Check each line of the listing below for the string "facade", and give only how many lines hold it.

=== Data shown ===

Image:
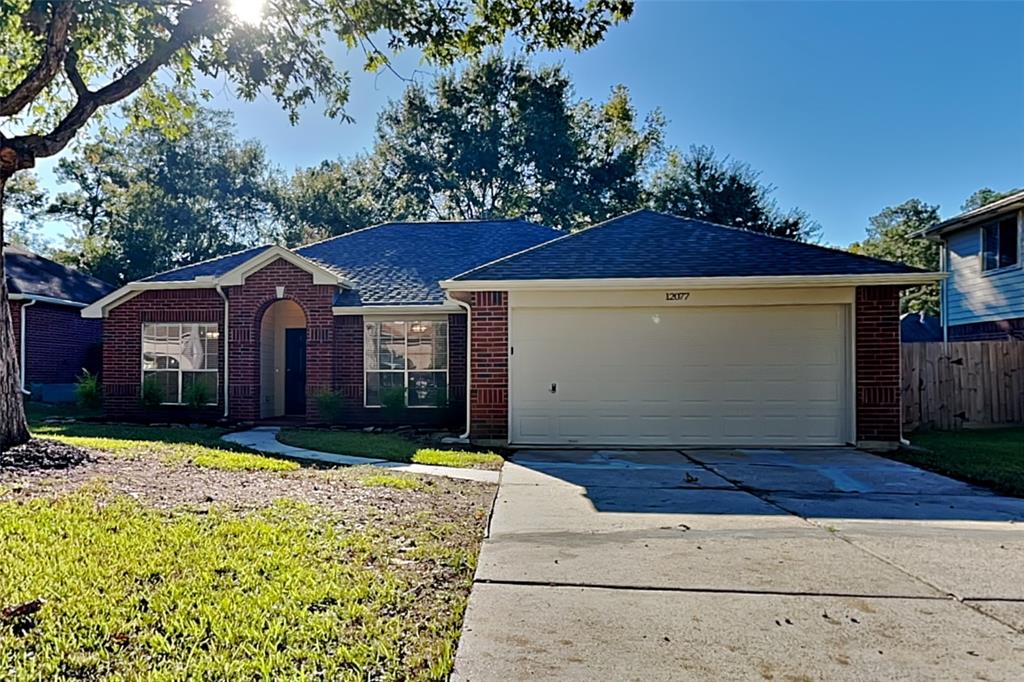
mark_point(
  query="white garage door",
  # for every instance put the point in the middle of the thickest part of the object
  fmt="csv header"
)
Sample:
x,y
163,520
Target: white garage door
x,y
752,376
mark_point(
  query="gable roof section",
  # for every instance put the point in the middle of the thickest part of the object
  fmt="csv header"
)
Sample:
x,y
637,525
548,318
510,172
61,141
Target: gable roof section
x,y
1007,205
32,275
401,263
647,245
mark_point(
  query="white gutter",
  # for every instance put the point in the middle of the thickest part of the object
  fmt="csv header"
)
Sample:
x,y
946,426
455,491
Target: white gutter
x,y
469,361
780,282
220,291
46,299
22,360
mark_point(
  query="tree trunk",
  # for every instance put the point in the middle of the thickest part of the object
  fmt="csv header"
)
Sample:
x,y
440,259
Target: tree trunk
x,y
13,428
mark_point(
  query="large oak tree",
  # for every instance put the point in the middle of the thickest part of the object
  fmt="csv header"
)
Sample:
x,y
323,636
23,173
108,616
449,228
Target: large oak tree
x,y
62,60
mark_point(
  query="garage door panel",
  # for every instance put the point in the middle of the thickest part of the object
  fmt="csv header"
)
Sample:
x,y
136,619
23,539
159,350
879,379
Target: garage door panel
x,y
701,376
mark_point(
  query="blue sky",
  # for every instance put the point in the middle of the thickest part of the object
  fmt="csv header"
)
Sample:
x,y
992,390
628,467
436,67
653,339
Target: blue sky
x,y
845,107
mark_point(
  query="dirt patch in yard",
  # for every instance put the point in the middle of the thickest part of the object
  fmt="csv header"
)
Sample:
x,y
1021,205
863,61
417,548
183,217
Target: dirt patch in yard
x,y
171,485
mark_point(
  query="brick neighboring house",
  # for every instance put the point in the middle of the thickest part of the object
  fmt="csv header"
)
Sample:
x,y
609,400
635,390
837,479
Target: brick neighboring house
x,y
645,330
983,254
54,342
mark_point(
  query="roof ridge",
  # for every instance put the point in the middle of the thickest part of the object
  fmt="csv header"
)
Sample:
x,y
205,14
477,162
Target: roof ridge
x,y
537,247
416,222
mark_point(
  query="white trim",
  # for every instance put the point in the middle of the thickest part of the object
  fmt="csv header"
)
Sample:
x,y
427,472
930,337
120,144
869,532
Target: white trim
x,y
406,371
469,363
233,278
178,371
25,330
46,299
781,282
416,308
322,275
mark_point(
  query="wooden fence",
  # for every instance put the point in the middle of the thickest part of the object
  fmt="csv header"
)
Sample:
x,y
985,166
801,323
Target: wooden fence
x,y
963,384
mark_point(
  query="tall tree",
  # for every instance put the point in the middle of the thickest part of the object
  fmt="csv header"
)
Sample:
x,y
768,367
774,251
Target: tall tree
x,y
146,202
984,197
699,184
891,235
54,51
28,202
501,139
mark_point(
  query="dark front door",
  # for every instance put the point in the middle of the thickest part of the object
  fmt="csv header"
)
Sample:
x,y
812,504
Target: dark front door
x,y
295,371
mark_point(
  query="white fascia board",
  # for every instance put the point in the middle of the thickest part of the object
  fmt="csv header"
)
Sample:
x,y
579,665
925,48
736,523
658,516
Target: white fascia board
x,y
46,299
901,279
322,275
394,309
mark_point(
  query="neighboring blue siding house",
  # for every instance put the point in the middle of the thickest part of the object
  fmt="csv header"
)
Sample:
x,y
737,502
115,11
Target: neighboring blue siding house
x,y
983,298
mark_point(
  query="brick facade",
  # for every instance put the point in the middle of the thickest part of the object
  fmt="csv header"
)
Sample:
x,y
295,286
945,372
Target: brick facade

===

= Written response =
2